** SOURCE TEXT **
<<<<
Easing pain and curing disease with new drugs might be lofty goals. But in an era of increasing shareholder activism, boards of publically traded companies who neglect their obligations to shareholders do so at their peril, as QLT Inc. (TSX:QLT) directors have discovered.

One of Vancouver’s oldest and most successful biotechnology companies, QLT has been reduced in a matter of months to a shadow of its former self.

Under a new board of directors, QLT has laid off 146 staff, sold its principal revenue-generating product – Visudyne – and is now focusing on developing a single orphan drug.

“I always find it disappointing when we see companies which have been created, fostered and nurtured within B.C. – and achieve a measure of success – ultimately end up in a situation like this,” said Don Enns, president of LifeSciences BC.

“There’s no question it impacts the industry and the way the industry is perceived.”

QLT was founded in 1986. At its height in 2006 it employed 400 staff. It’s now down to 68, continues to shrink and may move from its office on Great Northern Way once its lease is up.

“If the cost is right, we’ll just take less square footage, and if the price is not right, we’ll move,” said Jason Aryeh, the New York hedge fund manager who chairs QLT’s new board of directors.

Earlier this year, with $300 million in cash on the books, the company announced it was in hiring mode. But in July, a board of directors shakeup resulted in a dramatic U-turn.

“When we came in, we looked at the strategic plan of the company, and the plan was to burn through all the money that the company had,” Aryeh told Business in Vancouver.

“All that money was going to go out the door in the next few years, and the company was going to be in a deficit position. This board does not believe in running a company like that. This isn’t the management team’s money – this is the shareholders’ money.”

In 2010, QLT moved into a new sphere with the acquisition of patents for Visudyne, a drug that is delivered to the eye through a punctal plug, a tiny device that’s inserted into tear ducts.
>>>>
** EXERCISE DATA **
<<<<
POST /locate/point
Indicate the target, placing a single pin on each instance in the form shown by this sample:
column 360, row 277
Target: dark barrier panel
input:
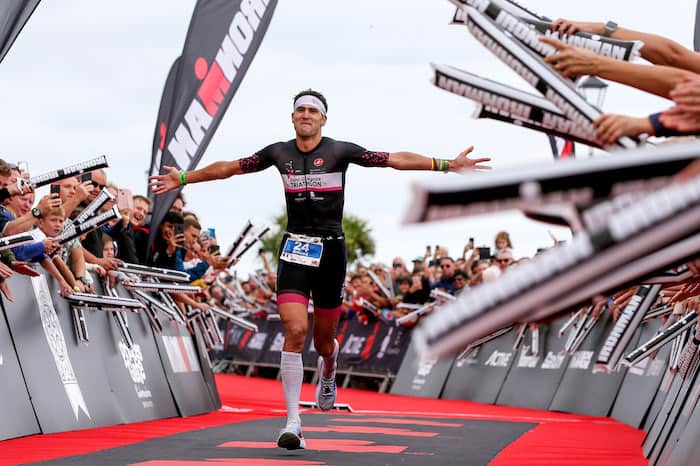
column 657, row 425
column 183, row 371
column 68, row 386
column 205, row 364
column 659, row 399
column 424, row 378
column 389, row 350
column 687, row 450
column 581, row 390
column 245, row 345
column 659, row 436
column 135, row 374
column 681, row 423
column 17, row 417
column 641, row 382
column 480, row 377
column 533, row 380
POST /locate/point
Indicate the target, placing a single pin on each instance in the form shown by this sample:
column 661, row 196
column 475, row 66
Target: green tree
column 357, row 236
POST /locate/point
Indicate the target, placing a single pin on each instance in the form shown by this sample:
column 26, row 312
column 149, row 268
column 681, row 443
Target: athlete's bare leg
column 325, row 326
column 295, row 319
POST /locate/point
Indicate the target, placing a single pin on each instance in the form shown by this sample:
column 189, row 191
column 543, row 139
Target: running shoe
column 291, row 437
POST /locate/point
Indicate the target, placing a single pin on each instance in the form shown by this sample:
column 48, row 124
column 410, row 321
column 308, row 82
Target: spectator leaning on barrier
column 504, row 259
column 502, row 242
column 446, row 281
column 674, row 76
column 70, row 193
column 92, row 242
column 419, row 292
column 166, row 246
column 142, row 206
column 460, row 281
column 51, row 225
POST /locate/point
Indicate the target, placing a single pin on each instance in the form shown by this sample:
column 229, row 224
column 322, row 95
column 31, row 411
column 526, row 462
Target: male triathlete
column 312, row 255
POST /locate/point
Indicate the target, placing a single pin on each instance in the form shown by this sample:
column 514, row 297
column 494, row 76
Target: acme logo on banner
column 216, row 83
>>>>
<<<<
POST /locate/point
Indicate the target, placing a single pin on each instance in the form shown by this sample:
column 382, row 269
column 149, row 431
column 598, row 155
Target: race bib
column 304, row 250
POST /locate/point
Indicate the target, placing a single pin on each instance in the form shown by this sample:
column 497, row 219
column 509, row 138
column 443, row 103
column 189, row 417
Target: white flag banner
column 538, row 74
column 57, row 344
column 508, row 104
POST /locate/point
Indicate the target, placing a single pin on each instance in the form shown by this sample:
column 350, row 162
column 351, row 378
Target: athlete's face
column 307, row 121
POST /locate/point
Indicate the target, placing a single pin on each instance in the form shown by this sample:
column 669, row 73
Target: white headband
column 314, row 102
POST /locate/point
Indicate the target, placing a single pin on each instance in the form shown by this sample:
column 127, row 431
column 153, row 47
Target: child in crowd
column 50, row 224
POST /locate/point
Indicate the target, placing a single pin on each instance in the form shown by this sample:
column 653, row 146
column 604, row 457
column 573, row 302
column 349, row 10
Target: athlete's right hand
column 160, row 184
>>>>
<<<<
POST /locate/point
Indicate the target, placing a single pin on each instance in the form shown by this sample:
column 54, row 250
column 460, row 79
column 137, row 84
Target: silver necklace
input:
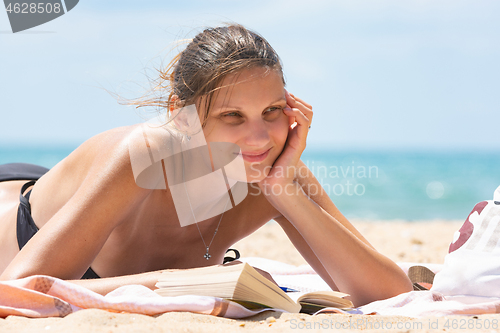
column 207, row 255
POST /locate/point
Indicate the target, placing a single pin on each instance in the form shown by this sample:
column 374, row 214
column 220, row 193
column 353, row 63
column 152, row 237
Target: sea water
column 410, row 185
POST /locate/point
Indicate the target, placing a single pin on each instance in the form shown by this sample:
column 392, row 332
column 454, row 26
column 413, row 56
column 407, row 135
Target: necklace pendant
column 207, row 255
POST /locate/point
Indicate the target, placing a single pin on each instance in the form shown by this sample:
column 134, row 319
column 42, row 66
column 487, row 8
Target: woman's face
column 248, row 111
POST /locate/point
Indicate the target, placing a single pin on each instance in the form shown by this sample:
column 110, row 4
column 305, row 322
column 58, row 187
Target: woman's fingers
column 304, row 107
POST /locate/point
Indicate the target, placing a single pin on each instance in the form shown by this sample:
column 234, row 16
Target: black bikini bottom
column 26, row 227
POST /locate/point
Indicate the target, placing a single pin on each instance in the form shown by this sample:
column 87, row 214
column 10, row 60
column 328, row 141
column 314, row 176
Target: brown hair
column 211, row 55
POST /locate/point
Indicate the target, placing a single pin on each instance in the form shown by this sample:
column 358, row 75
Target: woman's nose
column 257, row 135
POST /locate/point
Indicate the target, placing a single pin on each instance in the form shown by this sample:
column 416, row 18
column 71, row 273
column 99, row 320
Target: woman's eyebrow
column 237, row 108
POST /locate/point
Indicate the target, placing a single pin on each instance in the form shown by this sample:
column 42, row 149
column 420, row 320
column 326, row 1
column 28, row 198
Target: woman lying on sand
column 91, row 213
>>>>
Continue the article about QLT Inc. at the top of the page from its last sentence.

QLT also had a number of other punctal plug-delivered drugs in the pipeline.

“This is not a medical device company, and our expertise is not in medical devices,” Aryeh said. “It might explain why the company had not advanced that program very much since the time it was acquired. By the time we came in, they had spent between $125 million and $142 million on that program and had gotten almost nowhere.”

Under the new board’s direction, QLT sold Visudyne to Valeant Pharmaceuticals International Inc. (TSX:VRX) for $112 million. The plan now is to use the money to buy back $100 million worth of QLT shares to increase the company’s stock value.

Scott Henry, head of health-care research for Roth Capital Partners investment banking firm, thinks that’s a good move.

“QLT is a group of undervalued assets,” Henry said. “Anything you can do that monetizes an asset that was undervalued is going to be positive for the share price.”

Even with the buyback, QLT will still have $300 million in cash – far more than it will need to take its only product, an oral retinoid for treating eye disease, through clinical trials.

Because it’s for an orphan disease (a classification for rare diseases), clinical trial costs are much lower than they are for traditional drugs, regulatory approval is quicker, patents are extended and the company can charge a premium for the drug.

“Across the board your economics are much better,” Aryeh said.